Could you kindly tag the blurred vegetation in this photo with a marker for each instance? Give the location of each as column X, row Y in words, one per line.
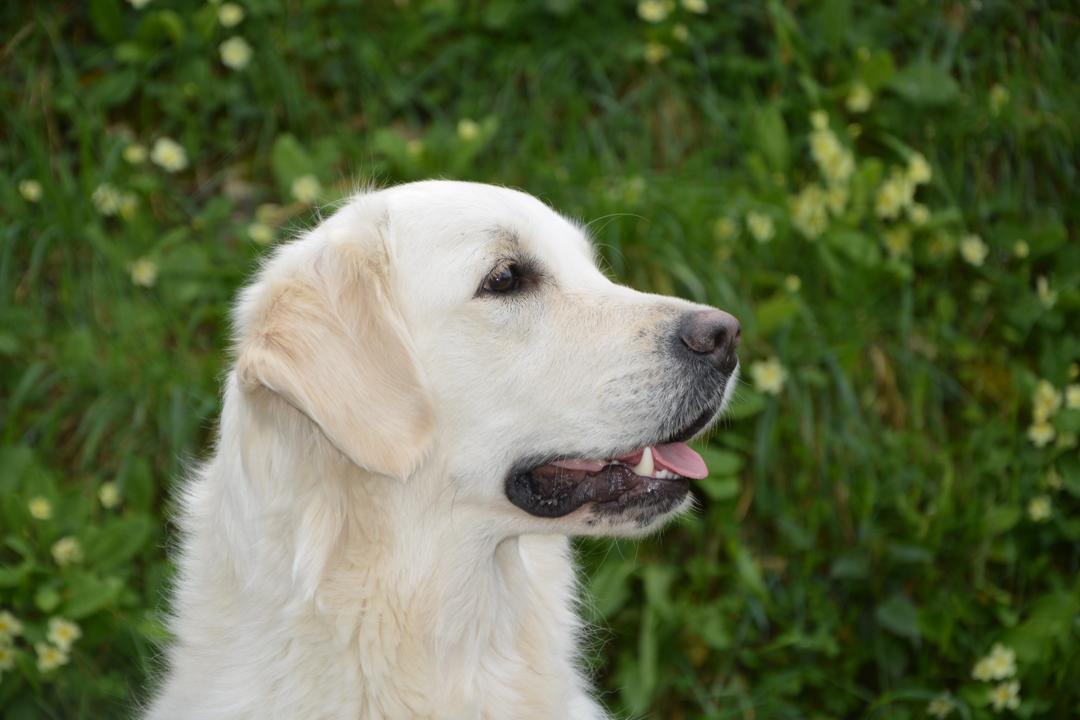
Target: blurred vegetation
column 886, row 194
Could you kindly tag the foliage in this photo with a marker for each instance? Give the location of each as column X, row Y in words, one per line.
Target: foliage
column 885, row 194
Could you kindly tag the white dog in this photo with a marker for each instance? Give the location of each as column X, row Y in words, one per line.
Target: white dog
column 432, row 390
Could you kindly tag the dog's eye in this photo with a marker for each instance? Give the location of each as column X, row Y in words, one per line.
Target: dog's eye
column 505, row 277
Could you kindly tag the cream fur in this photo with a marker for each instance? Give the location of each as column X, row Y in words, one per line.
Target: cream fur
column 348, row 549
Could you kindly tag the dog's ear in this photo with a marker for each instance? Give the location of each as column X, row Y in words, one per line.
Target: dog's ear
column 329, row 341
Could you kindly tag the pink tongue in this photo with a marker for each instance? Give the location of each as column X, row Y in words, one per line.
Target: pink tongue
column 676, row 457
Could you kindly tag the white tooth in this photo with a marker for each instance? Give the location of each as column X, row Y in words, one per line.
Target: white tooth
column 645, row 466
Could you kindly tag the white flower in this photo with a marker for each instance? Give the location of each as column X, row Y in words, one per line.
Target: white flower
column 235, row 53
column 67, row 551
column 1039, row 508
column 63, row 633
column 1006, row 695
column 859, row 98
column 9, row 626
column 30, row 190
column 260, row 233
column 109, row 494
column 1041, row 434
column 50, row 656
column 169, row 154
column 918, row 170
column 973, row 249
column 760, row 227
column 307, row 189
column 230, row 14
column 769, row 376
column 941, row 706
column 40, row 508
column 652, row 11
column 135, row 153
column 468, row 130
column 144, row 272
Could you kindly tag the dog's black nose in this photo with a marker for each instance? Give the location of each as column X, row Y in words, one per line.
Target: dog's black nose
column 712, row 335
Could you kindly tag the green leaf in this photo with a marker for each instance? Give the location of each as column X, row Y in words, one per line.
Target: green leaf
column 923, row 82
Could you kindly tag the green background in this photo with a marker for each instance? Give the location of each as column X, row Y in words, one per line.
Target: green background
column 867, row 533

### EXERCISE
Scan the records above for the lines holding "Could you kindly tag the dog's eye" and "Could you kindly tag the dog's ear". Transcribe those two and every line between them word for word, and no others.

### RESPONSE
Could you kindly tag the dog's eye in this photo with a marker for each instance? Give the location of each as column X, row Y in words, one per line.
Target: dog's eye
column 505, row 277
Could you kindly tag the cream fur in this photo with a marker for each instance? Give the location of each as column X, row Y in words, one per line.
Target: cream fur
column 348, row 549
Could you kindly tag the dog's ear in this photo with a marker for each instance? Give the location of each as column X, row Y in words, one per line.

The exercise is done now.